> GOAL OF THE EXERCISE:
Output word for word the lines from the one with "bathtub faucet, listing" to the final line of the data, both ends included, but skip the pictures.
===== MATERIAL FOR THE TASK
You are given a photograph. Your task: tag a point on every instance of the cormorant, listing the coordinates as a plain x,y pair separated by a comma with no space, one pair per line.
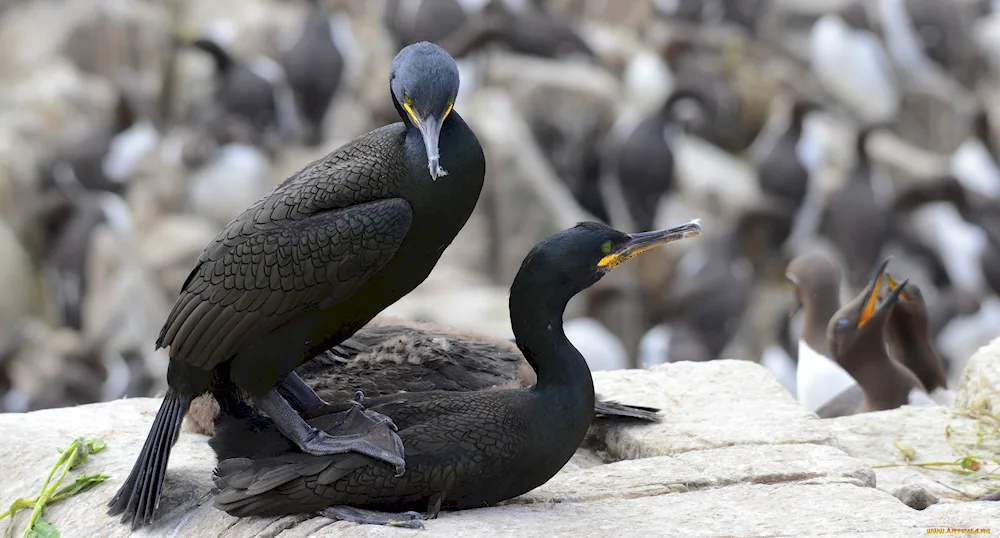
390,356
309,264
250,92
463,450
314,66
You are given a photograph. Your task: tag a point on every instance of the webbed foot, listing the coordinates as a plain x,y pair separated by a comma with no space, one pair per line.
358,430
407,520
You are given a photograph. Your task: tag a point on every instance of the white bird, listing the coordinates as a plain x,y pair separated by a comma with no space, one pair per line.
852,66
599,346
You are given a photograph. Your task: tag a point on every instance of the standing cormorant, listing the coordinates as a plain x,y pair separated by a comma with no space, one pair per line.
242,91
312,262
465,449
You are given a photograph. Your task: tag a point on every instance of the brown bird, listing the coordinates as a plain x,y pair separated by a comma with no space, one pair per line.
818,378
857,343
909,337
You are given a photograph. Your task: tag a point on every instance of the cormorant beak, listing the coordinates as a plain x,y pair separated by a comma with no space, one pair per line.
430,129
893,285
641,242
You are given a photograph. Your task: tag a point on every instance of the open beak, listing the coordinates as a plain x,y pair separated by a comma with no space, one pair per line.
872,291
873,306
641,242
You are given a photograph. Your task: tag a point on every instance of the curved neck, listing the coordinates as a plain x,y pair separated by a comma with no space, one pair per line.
402,113
536,317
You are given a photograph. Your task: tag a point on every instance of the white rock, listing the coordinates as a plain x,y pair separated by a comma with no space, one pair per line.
980,385
734,456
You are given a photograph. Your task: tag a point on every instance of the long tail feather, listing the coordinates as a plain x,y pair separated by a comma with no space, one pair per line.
139,495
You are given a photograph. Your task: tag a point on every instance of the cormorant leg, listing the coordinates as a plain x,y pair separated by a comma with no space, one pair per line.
408,520
359,430
300,395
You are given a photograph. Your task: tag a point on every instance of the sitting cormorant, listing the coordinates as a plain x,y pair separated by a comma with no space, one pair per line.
465,449
391,355
312,262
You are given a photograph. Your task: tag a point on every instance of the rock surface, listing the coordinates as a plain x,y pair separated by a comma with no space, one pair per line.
733,456
980,385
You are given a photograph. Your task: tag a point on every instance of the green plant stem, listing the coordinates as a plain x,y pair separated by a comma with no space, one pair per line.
68,457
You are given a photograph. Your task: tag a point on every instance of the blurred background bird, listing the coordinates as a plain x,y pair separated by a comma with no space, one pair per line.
814,139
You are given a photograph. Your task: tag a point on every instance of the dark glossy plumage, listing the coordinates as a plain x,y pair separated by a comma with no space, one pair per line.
313,67
390,356
463,449
316,259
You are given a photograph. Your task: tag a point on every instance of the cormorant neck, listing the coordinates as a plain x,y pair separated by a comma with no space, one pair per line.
536,316
402,113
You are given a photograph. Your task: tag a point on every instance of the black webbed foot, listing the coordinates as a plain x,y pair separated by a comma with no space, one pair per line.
302,398
407,520
357,430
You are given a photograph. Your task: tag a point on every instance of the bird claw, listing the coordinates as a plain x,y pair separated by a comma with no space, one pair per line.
406,520
359,430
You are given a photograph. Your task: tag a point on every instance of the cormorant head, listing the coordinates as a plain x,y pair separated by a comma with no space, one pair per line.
424,84
865,316
574,259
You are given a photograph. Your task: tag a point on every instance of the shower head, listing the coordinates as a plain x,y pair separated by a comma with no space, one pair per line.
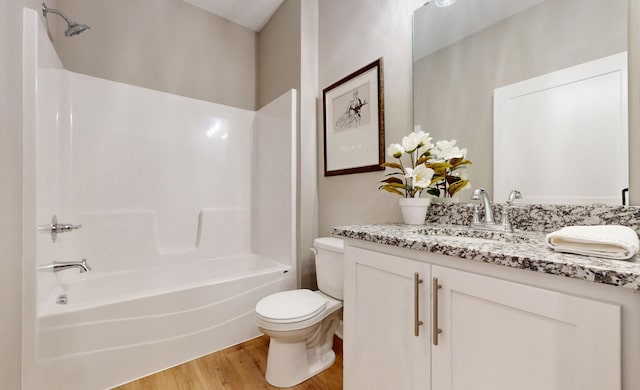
74,28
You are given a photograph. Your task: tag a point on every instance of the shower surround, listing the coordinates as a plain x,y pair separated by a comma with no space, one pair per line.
188,219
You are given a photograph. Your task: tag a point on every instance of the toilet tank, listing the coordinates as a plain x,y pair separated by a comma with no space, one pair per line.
329,271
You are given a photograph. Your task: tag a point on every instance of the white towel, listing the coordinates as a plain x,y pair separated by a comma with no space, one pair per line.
608,241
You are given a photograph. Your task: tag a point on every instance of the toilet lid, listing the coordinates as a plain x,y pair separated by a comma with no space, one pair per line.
290,306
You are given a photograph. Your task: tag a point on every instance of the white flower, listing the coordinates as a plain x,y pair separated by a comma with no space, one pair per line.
411,142
395,150
446,150
421,175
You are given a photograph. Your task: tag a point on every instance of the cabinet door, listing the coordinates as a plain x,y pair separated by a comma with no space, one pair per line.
381,349
499,335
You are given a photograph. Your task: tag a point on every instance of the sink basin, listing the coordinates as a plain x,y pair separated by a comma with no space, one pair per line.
467,235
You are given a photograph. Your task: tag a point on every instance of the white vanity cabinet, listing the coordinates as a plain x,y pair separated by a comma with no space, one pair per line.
496,333
502,335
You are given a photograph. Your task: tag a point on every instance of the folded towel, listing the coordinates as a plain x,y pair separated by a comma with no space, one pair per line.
608,241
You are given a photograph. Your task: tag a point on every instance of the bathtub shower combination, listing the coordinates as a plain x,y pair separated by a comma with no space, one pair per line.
187,214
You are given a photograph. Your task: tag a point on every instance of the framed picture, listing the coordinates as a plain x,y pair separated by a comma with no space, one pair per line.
353,110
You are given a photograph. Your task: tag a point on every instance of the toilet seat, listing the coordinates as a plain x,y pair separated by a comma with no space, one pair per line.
290,306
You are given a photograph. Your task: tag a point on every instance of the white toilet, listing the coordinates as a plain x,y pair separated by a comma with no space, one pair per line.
301,323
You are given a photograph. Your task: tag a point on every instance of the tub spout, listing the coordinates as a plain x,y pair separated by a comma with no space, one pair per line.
60,266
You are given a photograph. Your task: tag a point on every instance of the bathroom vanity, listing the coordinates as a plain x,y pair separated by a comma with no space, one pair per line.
434,307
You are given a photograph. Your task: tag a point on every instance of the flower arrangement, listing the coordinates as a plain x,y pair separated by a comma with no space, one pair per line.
439,169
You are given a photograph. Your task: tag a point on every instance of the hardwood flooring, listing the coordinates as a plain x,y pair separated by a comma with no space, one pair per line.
240,367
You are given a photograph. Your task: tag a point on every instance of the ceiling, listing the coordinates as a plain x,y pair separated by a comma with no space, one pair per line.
435,28
253,14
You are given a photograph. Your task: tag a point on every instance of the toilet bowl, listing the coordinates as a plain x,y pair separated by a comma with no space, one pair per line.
301,323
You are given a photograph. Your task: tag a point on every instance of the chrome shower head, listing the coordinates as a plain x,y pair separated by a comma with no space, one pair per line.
74,28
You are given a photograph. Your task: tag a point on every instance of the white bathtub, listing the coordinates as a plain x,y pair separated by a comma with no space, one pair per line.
120,326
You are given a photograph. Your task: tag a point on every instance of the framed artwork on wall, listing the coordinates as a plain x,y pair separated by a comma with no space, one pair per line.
353,113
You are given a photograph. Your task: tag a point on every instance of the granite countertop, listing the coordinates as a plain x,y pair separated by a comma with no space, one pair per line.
524,250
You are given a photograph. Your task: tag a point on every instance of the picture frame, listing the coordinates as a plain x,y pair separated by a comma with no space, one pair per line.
353,113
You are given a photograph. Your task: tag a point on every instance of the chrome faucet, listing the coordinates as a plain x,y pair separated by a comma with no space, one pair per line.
60,266
489,221
481,193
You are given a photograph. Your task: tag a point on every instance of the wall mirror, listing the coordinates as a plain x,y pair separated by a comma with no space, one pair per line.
472,60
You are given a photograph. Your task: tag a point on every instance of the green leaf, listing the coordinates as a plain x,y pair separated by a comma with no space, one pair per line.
452,179
391,189
422,160
456,162
392,180
433,191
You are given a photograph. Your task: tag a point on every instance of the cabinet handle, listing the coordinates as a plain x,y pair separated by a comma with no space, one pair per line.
436,331
416,304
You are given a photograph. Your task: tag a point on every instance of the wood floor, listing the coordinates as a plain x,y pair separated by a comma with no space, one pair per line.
240,367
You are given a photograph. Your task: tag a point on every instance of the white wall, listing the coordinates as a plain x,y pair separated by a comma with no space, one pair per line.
351,35
273,180
288,58
11,195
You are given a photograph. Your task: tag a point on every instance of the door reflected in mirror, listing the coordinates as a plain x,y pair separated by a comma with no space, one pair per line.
464,52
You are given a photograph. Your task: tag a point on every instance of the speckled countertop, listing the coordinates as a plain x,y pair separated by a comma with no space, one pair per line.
524,250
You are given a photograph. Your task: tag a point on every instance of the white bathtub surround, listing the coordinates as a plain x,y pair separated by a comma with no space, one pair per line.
184,221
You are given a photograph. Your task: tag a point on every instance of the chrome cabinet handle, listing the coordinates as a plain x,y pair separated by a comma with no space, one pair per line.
416,304
436,331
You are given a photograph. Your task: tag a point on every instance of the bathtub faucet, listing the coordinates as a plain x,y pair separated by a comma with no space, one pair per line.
60,266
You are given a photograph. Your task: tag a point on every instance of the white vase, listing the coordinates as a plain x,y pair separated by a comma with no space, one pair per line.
414,210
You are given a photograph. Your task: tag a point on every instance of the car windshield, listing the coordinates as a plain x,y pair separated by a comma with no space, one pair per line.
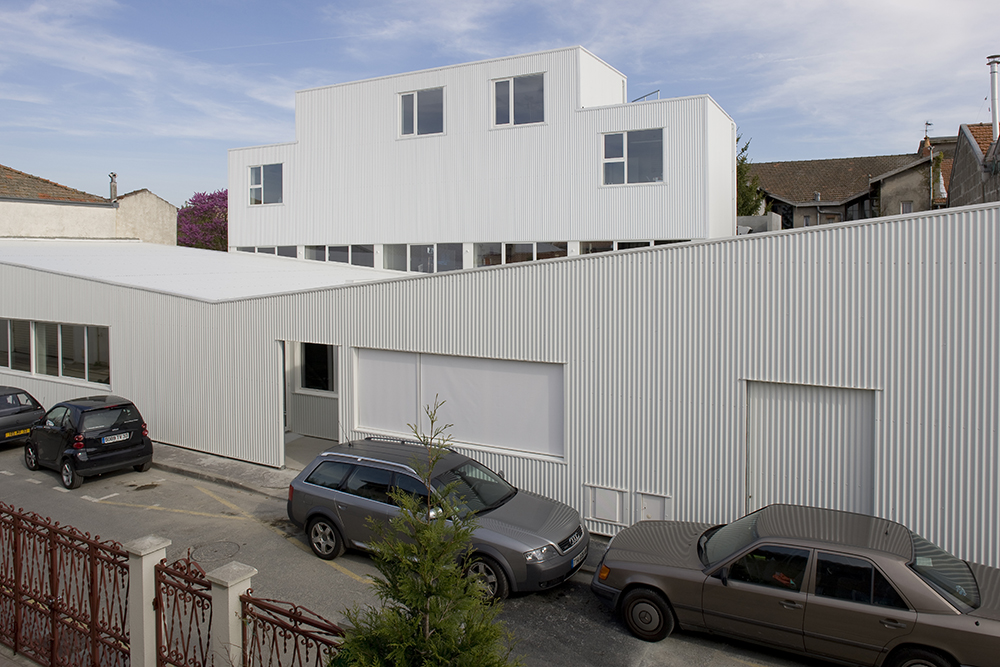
==========
> RESPONSE AREA:
You are given a photograph. Your task: tag a point on every instance of the bathtub faucet, listing the coordinates as a plain x,y pair separated by a comma with no space, one pair per line.
60,266
You are given a photograph. Your task: tag a point on every instance of the white vase, listing the coordinates as a plain x,y pair separated by a comma with no space, one pair per line.
414,210
You are given a photograph. Your task: tag a point on every instance of the car windshield, listing the coordinates as a plain x,y pair separated by a comma with no space, one pair per line.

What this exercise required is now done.